**WORK REQUEST**:
For each statement below, say yes or no to whether it agrees with the passage, and quote the passage's deciding words. (a) The passage says welfare and medicare are best provided through the government. (b) The passage names the threat of lawsuits against doctors as a factor alongside public indifference to health. (c) The quoted scripture says God loves a generous giver.

**PASSAGE**:
□ □ □ □ □

Obviously. I don't think that's the controversy here. The question is, how do we do that? Through the state or through the church? If through the state, then it will overpower the church. That is simply how the implementation invariably works regardless of how it looks on paper.

With the secular state doing it, you may get a form of Christian protection of the poor, but it will "have the form, but deny the power" behind it by being statutorally forbidden from centering the focus on Jesus or even some notion of God.

redistribution of wealth is a terribly dangerous power to give government, especially in modern times.

Agreed. However, the alternative seems even more brutal; the cultivation and administration of justice left to a wealthy elite. Especially in modern times.

With regard to welfare and medicare there is literally no good reason to provide those through the government. The church and secular charities are the more than capable of providing for these needs in a free society, for the people who are humble enough to seek them out.

Not too long ago you were saying the spiritual decline of this country was so great Christians might have to consider alternatives to our current arrangements and armed force might have to raised against the abortion regime.

What recent developments have occurred that changed your mind? Clearly you've seen a sea change in our society that makes it now the fertile ground for the ideal Libertarian non-State.

"the general, screen 'em all approach is a function of the overall indifference of the American people to their own health, their belief that they can live precisely as they wish"

There is a large measure of truth to this, but as I said above, another factor that appends to it is the threat of lawsuits against doctors who fail to run certain tests, and the resultant enormously high cost of malpractice insurance.

No doctor wants to miss a diagnosis, if at all possible. But the pressure to avoid misdiagnosis (or a missed dx) is increased exponentially by the ever-looming threat of civil action.

For a Christian website, it saddens me that there is so much biblical illiteracy.

2 Corinthians 9: 5So I thought it necessary to urge the brothers to go on ahead to you and arrange in advance for the gift you have promised, so that it may be ready as a willing gift, not as an exaction. 6The point is this: whoever sows sparingly will also reap sparingly, and whoever sows bountifully will also reap bountifully. 7Each one must give as he has decided in his heart, not reluctantly or under compulsion, for God loves a cheerful giver. 8And God is able to make all grace abound to you, so that having all sufficiency in all things at all times, you may abound in every good work. 9As it is written,

"He has distributed freely, he has given to the poor;
his righteousness endures forever."

□ □ □ □ □

(Items listed in a dataset)
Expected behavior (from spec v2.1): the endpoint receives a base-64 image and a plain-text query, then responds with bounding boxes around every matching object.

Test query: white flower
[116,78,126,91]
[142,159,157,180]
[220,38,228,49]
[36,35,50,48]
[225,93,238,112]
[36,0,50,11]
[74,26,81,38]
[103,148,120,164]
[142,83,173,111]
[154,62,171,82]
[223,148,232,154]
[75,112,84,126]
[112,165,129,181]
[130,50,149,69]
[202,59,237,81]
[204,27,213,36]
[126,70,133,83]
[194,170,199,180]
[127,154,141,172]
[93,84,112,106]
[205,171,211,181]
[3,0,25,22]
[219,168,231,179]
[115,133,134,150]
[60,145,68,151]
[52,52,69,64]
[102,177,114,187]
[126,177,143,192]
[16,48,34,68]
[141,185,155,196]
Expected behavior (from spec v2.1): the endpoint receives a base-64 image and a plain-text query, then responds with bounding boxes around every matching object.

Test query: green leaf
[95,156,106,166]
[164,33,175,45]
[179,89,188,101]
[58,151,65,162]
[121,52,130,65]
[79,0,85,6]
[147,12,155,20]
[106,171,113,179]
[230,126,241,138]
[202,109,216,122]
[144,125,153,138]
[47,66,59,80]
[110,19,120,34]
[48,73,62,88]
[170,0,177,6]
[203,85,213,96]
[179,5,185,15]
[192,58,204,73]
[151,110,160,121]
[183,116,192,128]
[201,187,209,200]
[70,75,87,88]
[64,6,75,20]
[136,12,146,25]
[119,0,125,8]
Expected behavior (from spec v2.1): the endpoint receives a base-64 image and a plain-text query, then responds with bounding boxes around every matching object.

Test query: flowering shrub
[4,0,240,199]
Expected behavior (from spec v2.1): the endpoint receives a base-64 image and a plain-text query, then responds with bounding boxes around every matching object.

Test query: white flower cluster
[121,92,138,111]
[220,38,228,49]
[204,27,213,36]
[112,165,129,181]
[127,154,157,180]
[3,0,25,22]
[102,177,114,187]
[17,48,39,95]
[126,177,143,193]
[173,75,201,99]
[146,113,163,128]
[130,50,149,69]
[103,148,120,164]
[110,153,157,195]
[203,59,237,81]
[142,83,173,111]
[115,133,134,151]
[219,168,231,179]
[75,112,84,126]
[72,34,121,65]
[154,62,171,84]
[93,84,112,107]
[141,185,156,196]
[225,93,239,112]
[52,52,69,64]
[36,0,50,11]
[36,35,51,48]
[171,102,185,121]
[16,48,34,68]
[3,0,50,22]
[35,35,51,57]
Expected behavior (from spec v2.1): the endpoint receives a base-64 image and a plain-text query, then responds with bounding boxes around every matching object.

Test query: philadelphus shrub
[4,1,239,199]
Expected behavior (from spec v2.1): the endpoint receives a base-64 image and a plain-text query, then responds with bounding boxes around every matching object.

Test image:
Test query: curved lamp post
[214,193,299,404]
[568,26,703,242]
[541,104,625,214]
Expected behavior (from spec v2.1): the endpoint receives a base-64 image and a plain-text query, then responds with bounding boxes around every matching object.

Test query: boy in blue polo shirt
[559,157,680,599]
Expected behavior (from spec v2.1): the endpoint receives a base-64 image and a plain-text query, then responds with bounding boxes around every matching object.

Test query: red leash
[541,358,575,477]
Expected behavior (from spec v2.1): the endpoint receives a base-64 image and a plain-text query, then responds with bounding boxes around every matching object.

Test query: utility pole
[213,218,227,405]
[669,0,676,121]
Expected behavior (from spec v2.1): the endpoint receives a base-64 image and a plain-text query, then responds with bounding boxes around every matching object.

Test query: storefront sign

□ □ □ □ □

**EXERCISE RESULT**:
(a) No: "With regard to welfare and medicare there is literally no good reason to provide those through the government."
(b) Yes: "another factor that appends to it is the threat of lawsuits against doctors who fail to run certain tests"
(c) No: "for God loves a cheerful giver."